[start ENTRIES SUPPLIED]

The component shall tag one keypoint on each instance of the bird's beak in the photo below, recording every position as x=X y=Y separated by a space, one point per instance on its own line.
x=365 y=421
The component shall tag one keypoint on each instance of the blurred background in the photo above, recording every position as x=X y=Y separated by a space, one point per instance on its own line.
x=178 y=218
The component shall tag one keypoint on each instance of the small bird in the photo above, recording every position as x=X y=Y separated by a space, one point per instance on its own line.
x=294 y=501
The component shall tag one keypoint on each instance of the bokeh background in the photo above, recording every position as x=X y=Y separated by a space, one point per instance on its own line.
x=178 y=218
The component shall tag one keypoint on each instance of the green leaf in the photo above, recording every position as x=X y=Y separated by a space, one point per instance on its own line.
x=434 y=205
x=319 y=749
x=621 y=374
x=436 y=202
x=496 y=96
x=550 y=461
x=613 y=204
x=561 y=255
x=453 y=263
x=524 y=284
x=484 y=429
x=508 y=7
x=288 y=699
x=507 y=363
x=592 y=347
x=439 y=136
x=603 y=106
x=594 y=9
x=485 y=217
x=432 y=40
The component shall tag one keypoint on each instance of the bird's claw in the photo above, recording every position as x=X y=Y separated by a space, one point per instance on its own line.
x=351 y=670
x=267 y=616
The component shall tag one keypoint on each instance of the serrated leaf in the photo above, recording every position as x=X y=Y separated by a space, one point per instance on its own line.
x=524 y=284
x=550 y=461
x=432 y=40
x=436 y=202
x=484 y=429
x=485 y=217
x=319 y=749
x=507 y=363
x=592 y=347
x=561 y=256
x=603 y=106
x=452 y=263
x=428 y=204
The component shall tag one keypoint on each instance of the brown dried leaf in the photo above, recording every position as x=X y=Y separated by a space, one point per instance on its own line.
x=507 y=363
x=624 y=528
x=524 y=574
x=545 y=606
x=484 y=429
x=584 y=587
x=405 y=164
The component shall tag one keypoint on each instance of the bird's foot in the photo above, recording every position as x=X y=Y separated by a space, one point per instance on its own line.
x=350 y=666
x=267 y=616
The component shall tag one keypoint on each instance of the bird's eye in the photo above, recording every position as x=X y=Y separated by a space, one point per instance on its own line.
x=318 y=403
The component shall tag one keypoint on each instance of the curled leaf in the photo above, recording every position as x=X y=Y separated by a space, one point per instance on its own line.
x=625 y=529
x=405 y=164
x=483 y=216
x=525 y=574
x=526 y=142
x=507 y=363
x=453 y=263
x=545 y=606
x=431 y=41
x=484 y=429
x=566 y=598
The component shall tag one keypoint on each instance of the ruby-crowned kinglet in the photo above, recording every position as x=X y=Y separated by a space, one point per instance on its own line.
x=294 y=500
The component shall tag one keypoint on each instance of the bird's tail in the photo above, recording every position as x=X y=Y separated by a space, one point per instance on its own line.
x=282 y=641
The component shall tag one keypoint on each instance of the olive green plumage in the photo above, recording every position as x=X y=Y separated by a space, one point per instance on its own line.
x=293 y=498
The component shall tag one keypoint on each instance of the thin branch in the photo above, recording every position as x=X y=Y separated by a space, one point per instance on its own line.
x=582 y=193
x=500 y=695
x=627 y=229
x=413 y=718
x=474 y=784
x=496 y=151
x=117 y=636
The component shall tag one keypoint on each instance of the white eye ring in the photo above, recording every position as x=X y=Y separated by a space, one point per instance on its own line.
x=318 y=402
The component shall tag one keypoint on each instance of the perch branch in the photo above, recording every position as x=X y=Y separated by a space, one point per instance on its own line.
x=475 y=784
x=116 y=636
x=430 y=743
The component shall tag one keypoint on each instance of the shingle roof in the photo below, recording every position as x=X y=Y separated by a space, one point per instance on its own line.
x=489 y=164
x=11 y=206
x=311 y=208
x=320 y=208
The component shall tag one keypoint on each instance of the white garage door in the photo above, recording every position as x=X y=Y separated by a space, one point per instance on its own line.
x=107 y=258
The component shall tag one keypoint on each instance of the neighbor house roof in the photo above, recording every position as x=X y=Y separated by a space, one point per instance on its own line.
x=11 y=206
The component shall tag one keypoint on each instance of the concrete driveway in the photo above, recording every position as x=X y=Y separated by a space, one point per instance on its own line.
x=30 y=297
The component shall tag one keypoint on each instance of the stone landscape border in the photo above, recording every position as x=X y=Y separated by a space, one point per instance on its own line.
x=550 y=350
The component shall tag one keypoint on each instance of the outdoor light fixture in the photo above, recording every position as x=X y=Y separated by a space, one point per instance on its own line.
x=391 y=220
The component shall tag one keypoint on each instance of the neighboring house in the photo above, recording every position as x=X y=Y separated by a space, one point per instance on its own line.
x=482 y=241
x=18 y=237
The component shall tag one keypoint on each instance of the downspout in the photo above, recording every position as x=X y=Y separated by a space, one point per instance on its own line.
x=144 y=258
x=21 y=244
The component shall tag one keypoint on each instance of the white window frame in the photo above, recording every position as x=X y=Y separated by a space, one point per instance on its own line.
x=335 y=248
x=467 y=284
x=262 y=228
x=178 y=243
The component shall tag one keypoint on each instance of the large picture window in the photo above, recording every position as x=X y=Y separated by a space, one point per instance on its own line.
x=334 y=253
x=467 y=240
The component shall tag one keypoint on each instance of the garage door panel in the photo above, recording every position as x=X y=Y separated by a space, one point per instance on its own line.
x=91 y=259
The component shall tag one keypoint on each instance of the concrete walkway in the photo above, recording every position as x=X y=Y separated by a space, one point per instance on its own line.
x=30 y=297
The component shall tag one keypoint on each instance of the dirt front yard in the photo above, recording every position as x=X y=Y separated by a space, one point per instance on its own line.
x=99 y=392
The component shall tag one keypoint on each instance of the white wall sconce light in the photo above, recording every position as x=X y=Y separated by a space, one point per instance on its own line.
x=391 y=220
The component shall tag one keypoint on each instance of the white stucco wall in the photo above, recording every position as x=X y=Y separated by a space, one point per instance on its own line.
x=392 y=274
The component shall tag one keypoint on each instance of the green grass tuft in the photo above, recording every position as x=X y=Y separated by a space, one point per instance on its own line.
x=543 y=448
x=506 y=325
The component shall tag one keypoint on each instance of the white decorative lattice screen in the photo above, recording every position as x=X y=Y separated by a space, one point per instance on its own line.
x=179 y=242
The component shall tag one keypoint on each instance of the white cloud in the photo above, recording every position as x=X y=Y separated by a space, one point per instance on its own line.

[end ENTRIES SUPPLIED]

WHAT THE TASK ASKS » Reproduce all of the lines above verbatim, keeping their original order.

EXERCISE RESULT »
The component shall tag one keypoint on each instance of the bird's beak in the photo below, recording every position as x=X y=Y separated by a space, one point per instance on its own line.
x=365 y=421
The component shall tag one keypoint on each instance of the blurred background in the photo above, recording every position as x=X y=Y separated by a space, one point per instance on its own line.
x=178 y=218
The component shall tag one keypoint on each instance of the small bird in the photo above, recording every position as x=X y=Y separated by a space, one point per instance on its own line.
x=294 y=501
The component shall tag one keypoint on each instance of the bokeh background in the photo above, recording every position as x=X y=Y separated by a space, one point per instance on its own line.
x=178 y=218
The component shall tag one keypoint on each instance of the green leaf in the photo above, recording every position as x=X y=Y separated by a space, one point per instance on its own line.
x=434 y=205
x=319 y=749
x=621 y=374
x=436 y=202
x=496 y=96
x=550 y=461
x=613 y=204
x=561 y=255
x=453 y=263
x=524 y=284
x=484 y=429
x=508 y=7
x=288 y=699
x=507 y=363
x=592 y=347
x=439 y=136
x=603 y=106
x=594 y=9
x=485 y=217
x=432 y=40
The component shall tag one keypoint on each instance of the bird's claw in the photo above, recording every position as x=X y=Y separated by a space, one point per instance on its own line.
x=351 y=670
x=267 y=616
The component shall tag one keypoint on each instance of the serrated leaf in the photo above, recording every position as x=X y=Y separated by a space, one point per instance on its own line.
x=524 y=284
x=550 y=461
x=432 y=40
x=436 y=202
x=484 y=429
x=485 y=217
x=319 y=749
x=507 y=363
x=592 y=347
x=561 y=256
x=603 y=106
x=452 y=263
x=428 y=204
The component shall tag one keypoint on each instance of the brown dried leaf in the photo above, recording every position as x=X y=Y separated by a space, one point per instance on its own line.
x=507 y=363
x=624 y=528
x=524 y=574
x=545 y=606
x=484 y=429
x=584 y=587
x=405 y=164
The component shall tag one keypoint on each instance of the bird's foot in the photo above, recording every position as x=X y=Y separated by a space, one point per instance on its own line.
x=350 y=666
x=267 y=616
The component shall tag one keypoint on each instance of the bird's eye in the photo above, recording every position as x=X y=Y separated by a space, one point per instance on its own line.
x=318 y=403
The component shall tag one keypoint on each instance of the curled leaf in the photo above, recording every position as x=X y=Y separated by a space, one point per instance on its own line.
x=625 y=529
x=405 y=164
x=483 y=216
x=525 y=574
x=526 y=142
x=507 y=363
x=453 y=263
x=545 y=606
x=431 y=41
x=484 y=429
x=566 y=598
The component shall tag one keypoint on each instance of the ruby-crowned kinglet in the photo above, recording every position as x=X y=Y separated by a space, one point per instance on its own line.
x=294 y=500
The component shall tag one keypoint on each instance of the bird's tail in the photo above, recording every position as x=X y=Y separated by a space, one point per instance on its own line.
x=282 y=641
The component shall tag one keypoint on each instance of the olive green plumage in the photo above, recording every position as x=X y=Y separated by a space, one point per instance on its own line.
x=293 y=498
The component shall tag one keypoint on each instance of the thin branch in the photo above, recording every position as x=X y=Y separated by a space, one point per instance on its own line.
x=582 y=193
x=500 y=695
x=627 y=229
x=413 y=718
x=474 y=784
x=496 y=151
x=117 y=636
The component shall tag one keypoint on each instance of the white eye ring in the photo above, recording every position as x=X y=Y separated by a space, one point per instance on its own line.
x=318 y=402
The component shall tag one keypoint on each instance of the perch branch in the photo above, recording every position as x=X y=Y separated by a space, one point per instance on its own line.
x=475 y=784
x=116 y=636
x=430 y=743
The component shall tag one keypoint on each instance of the shingle roof in the photo below, recording every position as x=X y=Y separated by a space, one point per instance on its own line.
x=489 y=164
x=11 y=206
x=311 y=208
x=320 y=208
The component shall tag one keypoint on each instance of the white garage door in the photo above, recording every position as x=X y=Y separated by a space, one point per instance on its own line.
x=107 y=258
The component shall tag one keypoint on each instance of the neighbor house roof in the photo above, recording every position as x=X y=Y separated by a space, one point per instance on its own line.
x=11 y=206
The component shall tag one keypoint on each instance of the concrete driveway in the photo above, recording every position as x=X y=Y separated by a space, one point per instance on its own line.
x=30 y=297
The component shall tag one keypoint on each instance of the stone landscape border in the photo above, recording every position as x=X y=Y separated by a space, one point per instance on its own line.
x=550 y=350
The component shall tag one keypoint on each instance of the outdoor light fixture in the photo above, recording every position as x=X y=Y separated by a space, one point per instance on its own line.
x=391 y=220
The component shall tag one keypoint on each instance of the neighboring house in the photo above, recording every position as x=X y=Y separated by a space, one point per instance on its own line.
x=482 y=241
x=18 y=237
The component shall tag one keypoint on each instance of the downspout in the photo above, recording every position as x=X y=Y separated by a space, one point per instance on its own line.
x=144 y=258
x=21 y=244
The component shall tag one keypoint on each instance of the white window frame in the photo above, recording every position as x=X y=Y separated by a space, one point per instance on its own line.
x=335 y=248
x=467 y=284
x=262 y=228
x=178 y=243
The component shall tag one keypoint on each instance of the large picture window in the photo above, recording every position as x=X y=Y separated by a space, one point per instance on its own line.
x=334 y=253
x=467 y=240
The component shall tag one keypoint on each instance of the garage door panel in the photo above, recording every position as x=X y=Y separated by a space, one point per instance on its own line.
x=91 y=259
The component shall tag one keypoint on each instance of the concrete walkway in the photo above, recording every position as x=X y=Y separated by a space, one point per instance on its own line.
x=30 y=297
The component shall tag one keypoint on each instance of the dirt front yard in the photo above, recording every position as x=X y=Y separated by a space, one point per instance on its own line.
x=99 y=392
The component shall tag one keypoint on each instance of the white wall sconce light in the photo above, recording every position as x=X y=Y separated by a space, one point per instance on its own line.
x=391 y=220
The component shall tag one keypoint on each instance of the white stucco wall in the photo above, recording every position as x=X y=Y separated by a space, one point per instance on its own line.
x=392 y=274
The component shall tag one keypoint on each instance of the green grass tuft in the photo above, recording every position as x=X y=Y separated by a space, one point per instance on its own line.
x=543 y=448
x=506 y=325
The component shall tag one keypoint on each instance of the white decorative lattice screen in the photo above, recording every position as x=X y=Y separated by a space, one point per instance on its own line.
x=179 y=242
The component shall tag one keypoint on each instance of the white cloud in the photo above, recording every position as x=X y=Y separated by a space, one point per instance on its own line.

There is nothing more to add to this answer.